→ **SHORT PROBLEM**: List every line of the items below that contains the string "bowl", treating uppercase and lowercase as different.

→ **DATA SUPPLIED**:

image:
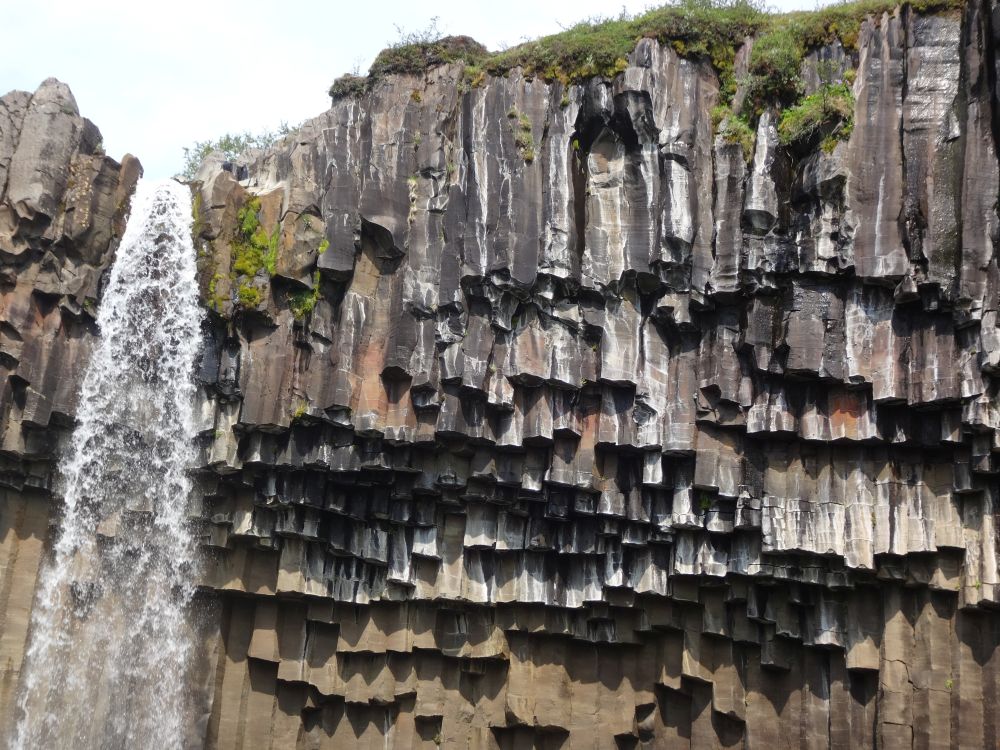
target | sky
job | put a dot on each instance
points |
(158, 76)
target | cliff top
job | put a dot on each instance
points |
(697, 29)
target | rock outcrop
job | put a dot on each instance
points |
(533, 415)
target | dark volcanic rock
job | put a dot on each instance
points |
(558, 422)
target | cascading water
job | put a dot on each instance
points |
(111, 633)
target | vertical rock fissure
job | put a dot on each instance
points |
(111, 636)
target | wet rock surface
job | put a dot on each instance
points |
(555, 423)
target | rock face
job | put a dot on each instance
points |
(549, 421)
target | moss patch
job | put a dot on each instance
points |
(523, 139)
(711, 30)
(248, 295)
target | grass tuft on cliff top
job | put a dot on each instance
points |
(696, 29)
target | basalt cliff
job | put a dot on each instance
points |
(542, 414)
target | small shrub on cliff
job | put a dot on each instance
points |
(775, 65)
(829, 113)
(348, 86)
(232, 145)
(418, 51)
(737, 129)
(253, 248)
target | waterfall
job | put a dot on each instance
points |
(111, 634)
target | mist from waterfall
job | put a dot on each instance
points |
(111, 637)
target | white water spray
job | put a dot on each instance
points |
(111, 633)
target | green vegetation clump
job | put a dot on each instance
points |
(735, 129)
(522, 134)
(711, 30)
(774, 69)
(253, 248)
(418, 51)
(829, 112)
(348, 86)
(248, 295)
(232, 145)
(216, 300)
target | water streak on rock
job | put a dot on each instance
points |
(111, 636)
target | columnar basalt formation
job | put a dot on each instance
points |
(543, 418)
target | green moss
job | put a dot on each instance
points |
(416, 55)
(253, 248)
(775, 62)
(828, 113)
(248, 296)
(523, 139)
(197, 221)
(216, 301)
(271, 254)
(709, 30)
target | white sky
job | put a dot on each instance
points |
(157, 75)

---

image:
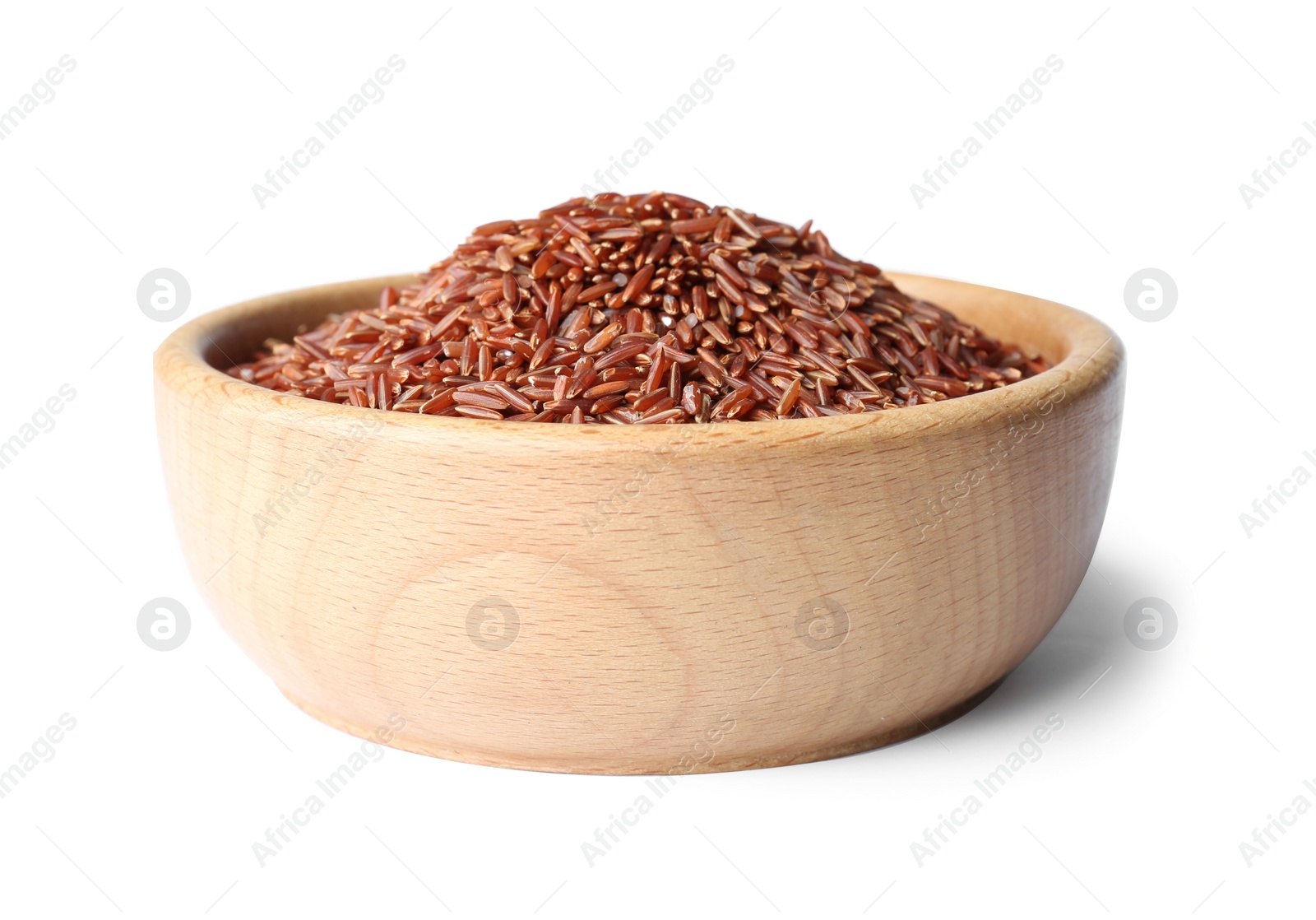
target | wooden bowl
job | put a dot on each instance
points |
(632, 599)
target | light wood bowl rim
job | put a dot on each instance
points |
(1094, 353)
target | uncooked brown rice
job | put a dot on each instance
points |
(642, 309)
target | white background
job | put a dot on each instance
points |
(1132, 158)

→ **COMPLETE OUTPUT**:
target | wooden bowl
target | light wood bowl rim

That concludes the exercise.